---------- Exercise text ----------

Elections for pre-tax group health insurance are generally irrevocable for the plan year under Section 125 of the Internal Revenue Code. However, the Internal Revenue Service (IRS) provides specific instances when an employee can make midyear election changes (or "permitted change in election events"):

  • Change in marital status.
  • Change in number of dependents.
  • Change in employment.
  • Change in dependent eligibility due to plan requirements (e.g., loss of student status, age limit reached).
  • Change in residence (e.g., employee or dependent moves out of plan service area).
  • Significant cost changes in coverage.
  • Significant curtailment of coverage.
  • Addition or improvement to benefits package option.
  • Change in coverage of spouse or dependent under another employer plan (e.g., spouse's employer had no insurance coverage before but now offers a plan).
  • Loss of certain other health coverage (e.g., plans provided by governmental or educational institutions).

---------- Data extracts ----------

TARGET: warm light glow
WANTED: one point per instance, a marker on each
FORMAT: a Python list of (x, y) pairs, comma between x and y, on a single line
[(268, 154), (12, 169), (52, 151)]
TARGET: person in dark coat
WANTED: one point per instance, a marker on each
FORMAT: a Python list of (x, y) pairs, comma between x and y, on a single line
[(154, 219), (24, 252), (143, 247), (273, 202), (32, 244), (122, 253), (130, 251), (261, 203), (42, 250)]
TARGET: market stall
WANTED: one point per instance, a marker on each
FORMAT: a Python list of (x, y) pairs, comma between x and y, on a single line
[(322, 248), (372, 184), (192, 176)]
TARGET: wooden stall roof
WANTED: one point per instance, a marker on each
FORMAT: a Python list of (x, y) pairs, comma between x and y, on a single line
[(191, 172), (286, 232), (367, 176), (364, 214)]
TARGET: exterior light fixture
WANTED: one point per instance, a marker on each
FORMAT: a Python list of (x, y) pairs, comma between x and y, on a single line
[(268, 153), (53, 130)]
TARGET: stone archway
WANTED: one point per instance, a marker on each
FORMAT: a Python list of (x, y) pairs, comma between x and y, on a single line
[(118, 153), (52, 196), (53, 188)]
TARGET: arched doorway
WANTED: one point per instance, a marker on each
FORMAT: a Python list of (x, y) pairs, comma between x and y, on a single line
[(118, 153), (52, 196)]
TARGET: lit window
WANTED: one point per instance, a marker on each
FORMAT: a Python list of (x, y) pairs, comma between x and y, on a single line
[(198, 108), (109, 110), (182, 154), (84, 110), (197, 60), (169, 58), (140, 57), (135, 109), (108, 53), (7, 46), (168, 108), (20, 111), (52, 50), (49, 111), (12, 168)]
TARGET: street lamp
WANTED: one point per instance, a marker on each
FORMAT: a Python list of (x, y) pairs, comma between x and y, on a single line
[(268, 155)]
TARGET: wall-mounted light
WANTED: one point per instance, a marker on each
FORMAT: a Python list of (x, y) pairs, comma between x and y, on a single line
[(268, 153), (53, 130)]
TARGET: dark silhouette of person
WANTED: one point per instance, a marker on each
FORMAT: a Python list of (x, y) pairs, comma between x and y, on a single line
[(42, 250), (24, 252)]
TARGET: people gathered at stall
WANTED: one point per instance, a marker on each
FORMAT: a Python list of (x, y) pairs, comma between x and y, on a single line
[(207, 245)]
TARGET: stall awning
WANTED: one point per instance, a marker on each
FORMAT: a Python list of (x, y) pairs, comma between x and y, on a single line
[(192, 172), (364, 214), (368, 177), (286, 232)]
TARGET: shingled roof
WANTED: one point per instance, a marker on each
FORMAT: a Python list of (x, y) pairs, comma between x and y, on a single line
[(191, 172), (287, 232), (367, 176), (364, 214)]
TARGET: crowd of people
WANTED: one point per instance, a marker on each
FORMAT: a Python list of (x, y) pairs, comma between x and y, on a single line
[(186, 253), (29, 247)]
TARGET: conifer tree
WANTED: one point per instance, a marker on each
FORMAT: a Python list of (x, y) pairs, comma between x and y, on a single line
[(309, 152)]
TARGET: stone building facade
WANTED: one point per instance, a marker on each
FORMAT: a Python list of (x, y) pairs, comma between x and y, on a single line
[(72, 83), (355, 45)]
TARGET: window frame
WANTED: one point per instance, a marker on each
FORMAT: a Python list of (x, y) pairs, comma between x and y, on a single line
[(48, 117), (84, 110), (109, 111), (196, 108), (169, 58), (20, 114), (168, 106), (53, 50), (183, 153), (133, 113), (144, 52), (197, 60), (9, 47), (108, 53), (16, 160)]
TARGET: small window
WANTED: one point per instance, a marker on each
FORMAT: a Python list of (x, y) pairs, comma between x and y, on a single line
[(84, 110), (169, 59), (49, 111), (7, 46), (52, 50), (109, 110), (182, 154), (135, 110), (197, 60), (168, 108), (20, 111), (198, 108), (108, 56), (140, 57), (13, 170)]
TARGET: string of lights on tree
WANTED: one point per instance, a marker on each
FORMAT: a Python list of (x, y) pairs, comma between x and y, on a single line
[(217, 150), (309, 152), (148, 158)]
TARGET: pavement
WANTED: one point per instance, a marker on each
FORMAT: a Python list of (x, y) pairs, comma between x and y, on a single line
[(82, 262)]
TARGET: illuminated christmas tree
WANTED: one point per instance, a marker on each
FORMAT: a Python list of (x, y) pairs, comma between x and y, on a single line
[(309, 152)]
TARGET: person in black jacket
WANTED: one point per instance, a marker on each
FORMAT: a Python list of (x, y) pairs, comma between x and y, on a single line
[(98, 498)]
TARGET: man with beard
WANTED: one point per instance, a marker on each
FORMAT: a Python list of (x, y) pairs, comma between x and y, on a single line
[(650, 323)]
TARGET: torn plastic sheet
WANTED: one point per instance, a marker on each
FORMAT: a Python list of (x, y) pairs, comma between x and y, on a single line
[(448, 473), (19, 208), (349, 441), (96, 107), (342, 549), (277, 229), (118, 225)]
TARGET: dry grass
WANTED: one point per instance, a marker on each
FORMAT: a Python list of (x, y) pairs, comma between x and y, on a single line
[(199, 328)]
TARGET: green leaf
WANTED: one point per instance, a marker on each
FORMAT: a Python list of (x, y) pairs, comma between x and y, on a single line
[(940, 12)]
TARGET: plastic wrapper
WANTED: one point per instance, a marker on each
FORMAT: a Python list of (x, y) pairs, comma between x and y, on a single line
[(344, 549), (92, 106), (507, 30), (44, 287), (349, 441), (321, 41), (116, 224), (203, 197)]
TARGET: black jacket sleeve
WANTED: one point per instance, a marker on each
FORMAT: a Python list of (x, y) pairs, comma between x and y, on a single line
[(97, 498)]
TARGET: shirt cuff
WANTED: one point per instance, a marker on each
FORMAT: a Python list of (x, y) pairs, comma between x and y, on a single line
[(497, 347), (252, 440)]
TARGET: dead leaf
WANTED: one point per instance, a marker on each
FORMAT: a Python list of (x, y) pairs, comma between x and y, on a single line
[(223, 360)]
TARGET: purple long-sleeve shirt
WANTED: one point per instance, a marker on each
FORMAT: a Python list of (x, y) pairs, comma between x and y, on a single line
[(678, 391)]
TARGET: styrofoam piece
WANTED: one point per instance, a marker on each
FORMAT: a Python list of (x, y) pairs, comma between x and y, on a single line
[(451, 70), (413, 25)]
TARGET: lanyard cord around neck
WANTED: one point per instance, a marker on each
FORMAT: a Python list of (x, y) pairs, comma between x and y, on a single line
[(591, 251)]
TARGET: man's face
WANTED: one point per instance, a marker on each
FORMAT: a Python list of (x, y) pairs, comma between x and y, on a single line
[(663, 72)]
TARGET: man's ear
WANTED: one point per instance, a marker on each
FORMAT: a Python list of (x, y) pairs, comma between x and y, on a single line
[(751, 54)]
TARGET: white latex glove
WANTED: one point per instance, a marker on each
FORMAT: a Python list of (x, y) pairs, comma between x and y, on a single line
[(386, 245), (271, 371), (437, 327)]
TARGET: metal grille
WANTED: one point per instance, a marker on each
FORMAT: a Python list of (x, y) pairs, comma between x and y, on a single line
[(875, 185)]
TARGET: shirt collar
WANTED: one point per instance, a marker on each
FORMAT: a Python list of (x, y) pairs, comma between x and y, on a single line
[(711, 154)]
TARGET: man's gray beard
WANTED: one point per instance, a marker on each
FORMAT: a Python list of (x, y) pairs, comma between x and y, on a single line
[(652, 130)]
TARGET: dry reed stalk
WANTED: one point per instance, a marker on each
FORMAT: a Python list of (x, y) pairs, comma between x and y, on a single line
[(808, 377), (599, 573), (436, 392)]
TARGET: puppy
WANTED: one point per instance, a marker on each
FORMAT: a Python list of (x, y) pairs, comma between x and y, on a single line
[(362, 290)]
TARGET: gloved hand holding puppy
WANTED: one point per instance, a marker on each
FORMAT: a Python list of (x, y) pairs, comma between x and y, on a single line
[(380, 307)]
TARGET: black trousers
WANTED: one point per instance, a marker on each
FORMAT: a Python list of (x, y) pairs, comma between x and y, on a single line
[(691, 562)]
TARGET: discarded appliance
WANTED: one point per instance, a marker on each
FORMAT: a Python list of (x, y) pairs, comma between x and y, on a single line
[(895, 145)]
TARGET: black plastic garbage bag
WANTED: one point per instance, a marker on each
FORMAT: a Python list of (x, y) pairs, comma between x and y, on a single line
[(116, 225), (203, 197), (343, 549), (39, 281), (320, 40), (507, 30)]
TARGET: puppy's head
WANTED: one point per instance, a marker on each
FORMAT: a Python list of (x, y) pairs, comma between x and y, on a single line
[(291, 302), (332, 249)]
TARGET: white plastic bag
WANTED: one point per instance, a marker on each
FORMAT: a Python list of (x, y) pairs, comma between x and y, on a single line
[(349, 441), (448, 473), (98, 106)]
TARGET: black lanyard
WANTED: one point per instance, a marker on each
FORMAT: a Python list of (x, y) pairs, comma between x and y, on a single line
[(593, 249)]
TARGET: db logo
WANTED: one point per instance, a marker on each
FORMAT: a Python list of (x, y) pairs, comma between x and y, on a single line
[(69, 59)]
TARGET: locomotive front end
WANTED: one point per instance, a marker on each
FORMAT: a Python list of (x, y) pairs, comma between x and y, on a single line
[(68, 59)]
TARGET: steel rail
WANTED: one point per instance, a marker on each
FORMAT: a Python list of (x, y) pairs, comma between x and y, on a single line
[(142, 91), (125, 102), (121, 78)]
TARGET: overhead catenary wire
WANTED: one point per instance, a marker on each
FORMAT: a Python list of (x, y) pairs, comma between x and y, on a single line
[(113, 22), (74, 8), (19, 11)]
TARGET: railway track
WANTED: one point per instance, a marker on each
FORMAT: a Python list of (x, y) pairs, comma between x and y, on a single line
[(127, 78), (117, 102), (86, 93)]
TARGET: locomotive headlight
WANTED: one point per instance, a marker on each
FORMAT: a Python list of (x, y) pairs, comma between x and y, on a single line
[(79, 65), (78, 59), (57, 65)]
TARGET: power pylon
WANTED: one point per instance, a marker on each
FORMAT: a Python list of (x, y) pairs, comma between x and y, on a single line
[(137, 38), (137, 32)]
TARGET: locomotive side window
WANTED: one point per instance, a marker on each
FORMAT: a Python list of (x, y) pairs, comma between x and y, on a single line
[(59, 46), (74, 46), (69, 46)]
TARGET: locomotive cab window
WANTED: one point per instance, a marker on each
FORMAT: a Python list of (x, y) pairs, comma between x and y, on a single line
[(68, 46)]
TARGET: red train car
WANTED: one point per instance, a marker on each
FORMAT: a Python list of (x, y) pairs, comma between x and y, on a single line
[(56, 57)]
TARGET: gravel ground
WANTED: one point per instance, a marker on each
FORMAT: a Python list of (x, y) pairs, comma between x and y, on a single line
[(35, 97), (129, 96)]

----------
---------- Data extracts ----------

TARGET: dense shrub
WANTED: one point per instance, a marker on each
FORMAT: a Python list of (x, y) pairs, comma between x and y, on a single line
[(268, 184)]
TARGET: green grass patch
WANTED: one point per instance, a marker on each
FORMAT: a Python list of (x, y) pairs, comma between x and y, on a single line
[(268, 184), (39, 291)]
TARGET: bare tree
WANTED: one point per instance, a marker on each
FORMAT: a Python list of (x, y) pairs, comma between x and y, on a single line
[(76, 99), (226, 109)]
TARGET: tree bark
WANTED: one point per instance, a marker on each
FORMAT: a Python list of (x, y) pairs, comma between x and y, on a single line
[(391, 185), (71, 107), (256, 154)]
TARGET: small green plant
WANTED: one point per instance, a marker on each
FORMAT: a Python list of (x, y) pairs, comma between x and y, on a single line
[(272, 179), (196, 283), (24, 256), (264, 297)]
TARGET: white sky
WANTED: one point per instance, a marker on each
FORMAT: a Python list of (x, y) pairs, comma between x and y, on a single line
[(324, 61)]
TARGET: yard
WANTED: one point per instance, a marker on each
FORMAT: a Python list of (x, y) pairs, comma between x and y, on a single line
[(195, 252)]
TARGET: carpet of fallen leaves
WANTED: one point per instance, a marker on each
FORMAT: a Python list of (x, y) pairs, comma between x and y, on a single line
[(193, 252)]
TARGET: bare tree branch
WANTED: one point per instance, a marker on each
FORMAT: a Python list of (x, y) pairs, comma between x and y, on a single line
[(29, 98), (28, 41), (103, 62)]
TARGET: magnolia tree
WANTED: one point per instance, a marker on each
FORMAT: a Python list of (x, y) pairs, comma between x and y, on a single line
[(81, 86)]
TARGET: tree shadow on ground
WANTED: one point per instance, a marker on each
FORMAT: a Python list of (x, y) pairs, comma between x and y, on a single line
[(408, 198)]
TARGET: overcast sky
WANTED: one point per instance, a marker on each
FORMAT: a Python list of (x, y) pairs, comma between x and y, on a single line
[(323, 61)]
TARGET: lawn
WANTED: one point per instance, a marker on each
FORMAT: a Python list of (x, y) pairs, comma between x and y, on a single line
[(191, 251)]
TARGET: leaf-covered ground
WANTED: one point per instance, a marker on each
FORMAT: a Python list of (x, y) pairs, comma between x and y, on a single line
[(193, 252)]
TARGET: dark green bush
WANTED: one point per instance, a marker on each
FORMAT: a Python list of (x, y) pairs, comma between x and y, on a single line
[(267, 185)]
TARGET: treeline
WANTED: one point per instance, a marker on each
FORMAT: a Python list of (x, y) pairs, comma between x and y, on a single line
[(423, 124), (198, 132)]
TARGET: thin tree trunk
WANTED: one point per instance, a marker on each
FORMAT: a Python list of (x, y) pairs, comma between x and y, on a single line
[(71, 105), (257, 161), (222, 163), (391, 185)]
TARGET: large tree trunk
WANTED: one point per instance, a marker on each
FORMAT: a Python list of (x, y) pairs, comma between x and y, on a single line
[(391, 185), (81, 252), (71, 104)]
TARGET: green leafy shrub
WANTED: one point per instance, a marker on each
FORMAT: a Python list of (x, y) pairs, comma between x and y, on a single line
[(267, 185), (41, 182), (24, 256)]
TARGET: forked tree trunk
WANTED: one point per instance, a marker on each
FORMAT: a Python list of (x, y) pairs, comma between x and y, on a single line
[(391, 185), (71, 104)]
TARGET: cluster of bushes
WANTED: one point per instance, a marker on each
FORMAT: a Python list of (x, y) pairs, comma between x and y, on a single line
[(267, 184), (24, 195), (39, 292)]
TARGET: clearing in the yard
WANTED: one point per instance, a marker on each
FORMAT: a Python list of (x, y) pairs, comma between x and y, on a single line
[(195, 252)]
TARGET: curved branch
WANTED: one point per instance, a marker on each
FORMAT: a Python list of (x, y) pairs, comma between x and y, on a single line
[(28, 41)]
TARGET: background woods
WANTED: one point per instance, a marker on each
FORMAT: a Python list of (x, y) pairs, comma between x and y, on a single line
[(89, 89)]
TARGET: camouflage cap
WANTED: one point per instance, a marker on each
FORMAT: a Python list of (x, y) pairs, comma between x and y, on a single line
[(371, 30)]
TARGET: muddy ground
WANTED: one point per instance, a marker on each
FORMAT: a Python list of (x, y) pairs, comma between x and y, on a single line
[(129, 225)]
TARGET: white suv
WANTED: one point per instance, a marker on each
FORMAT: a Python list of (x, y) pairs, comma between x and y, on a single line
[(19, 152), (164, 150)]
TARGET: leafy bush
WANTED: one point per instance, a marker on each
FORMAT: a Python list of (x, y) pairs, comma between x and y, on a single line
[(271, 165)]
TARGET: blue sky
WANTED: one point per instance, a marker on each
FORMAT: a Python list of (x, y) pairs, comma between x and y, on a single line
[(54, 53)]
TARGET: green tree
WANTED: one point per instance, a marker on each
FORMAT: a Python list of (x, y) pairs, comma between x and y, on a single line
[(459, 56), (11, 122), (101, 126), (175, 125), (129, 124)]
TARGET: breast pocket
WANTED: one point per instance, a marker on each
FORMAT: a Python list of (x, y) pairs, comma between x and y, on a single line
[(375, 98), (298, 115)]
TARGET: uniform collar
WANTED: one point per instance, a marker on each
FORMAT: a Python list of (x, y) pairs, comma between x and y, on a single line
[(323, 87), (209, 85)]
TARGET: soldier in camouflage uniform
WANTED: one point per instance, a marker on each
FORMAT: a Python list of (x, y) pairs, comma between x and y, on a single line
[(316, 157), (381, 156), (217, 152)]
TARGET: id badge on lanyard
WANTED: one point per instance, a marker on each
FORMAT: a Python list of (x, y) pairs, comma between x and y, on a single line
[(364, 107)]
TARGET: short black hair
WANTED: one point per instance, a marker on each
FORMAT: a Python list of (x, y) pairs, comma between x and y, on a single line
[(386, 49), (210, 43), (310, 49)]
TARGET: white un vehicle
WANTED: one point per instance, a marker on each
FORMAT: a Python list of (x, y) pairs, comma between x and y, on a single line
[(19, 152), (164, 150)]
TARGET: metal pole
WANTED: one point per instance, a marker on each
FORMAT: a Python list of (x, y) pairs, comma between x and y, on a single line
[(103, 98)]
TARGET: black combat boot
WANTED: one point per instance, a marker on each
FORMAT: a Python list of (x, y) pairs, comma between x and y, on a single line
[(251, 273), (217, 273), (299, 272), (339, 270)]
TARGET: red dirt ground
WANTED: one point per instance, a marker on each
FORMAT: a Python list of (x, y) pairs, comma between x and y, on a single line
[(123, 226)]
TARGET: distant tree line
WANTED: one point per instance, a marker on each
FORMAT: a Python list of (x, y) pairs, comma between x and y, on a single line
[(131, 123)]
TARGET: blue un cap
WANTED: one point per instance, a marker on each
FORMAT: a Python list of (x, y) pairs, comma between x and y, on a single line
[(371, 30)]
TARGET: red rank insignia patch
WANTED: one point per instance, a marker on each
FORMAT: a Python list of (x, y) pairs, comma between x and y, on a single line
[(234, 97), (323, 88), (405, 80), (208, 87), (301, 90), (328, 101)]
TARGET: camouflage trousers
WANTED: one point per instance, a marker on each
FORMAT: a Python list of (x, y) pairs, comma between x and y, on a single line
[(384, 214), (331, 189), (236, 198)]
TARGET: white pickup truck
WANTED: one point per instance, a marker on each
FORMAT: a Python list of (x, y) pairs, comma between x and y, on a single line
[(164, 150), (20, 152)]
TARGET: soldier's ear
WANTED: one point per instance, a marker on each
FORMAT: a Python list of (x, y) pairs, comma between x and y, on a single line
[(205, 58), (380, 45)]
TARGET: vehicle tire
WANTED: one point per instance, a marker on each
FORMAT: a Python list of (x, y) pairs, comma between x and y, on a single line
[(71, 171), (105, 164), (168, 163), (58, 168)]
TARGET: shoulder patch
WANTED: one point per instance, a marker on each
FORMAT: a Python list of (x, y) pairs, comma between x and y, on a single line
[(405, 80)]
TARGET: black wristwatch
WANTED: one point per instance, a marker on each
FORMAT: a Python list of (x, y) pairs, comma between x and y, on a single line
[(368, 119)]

----------

Assignment A
Translate this sentence from the health insurance election text into Spanish: "Elections for pre-tax group health insurance are generally irrevocable for the plan year under Section 125 of the Internal Revenue Code."
Assignment B
Answer these questions using the health insurance election text:
(i) Under which section of the Internal Revenue Code are these elections generally irrevocable for the plan year?
(ii) What two examples does it give of a change in dependent eligibility due to plan requirements?
(iii) What kinds of plans does it give as examples of "certain other health coverage"?
Assignment C
Continue the health insurance election text from its final line.

Response A
Las elecciones de seguro médico grupal antes de impuestos son, por lo general, irrevocables durante el año del plan conforme a la Sección 125 del Código de Rentas Internas.

Response B
(i) Section 125.
(ii) Loss of student status and reaching an age limit.
(iii) Plans provided by governmental or educational institutions.

Response C
  • Health Insurance Portability and Accountability Act (HIPAA) special enrollment rights.
  • Judgments, decrees or orders.
  • Entitlement to Medicare or Medicaid.
  • Change in hours worked to less than 30 hours per week on average if the employee and covered family members enroll in another plan providing minimum essential coverage.
  • Enrollment in a marketplace exchange plan during an exchange special or open enrollment period. Employees and others covered must enroll in the exchange plan by the first day after coverage ends under the employer plan. See IRS Notice 2014-55 for details.

Please note:

  • Employers do not have to allow employees to make midyear elections changes except those under the HIPAA special enrollment rights. An employer should include in the plan documents and summary plan description which events, if any, would allow for an employee to make midyear election changes.
  • If a change in status does occur, the election changes should be consistent with that event. For example, if an employee divorces, the employee may drop coverage for the spouse but not for themselves or other covered dependents.
  • The amount of time an employee has to request a change to his or her group health coverage is defined by the employer's plan rules, often 30 or 60 days, and may not be too far removed to ensure the change is clearly consistent with the event.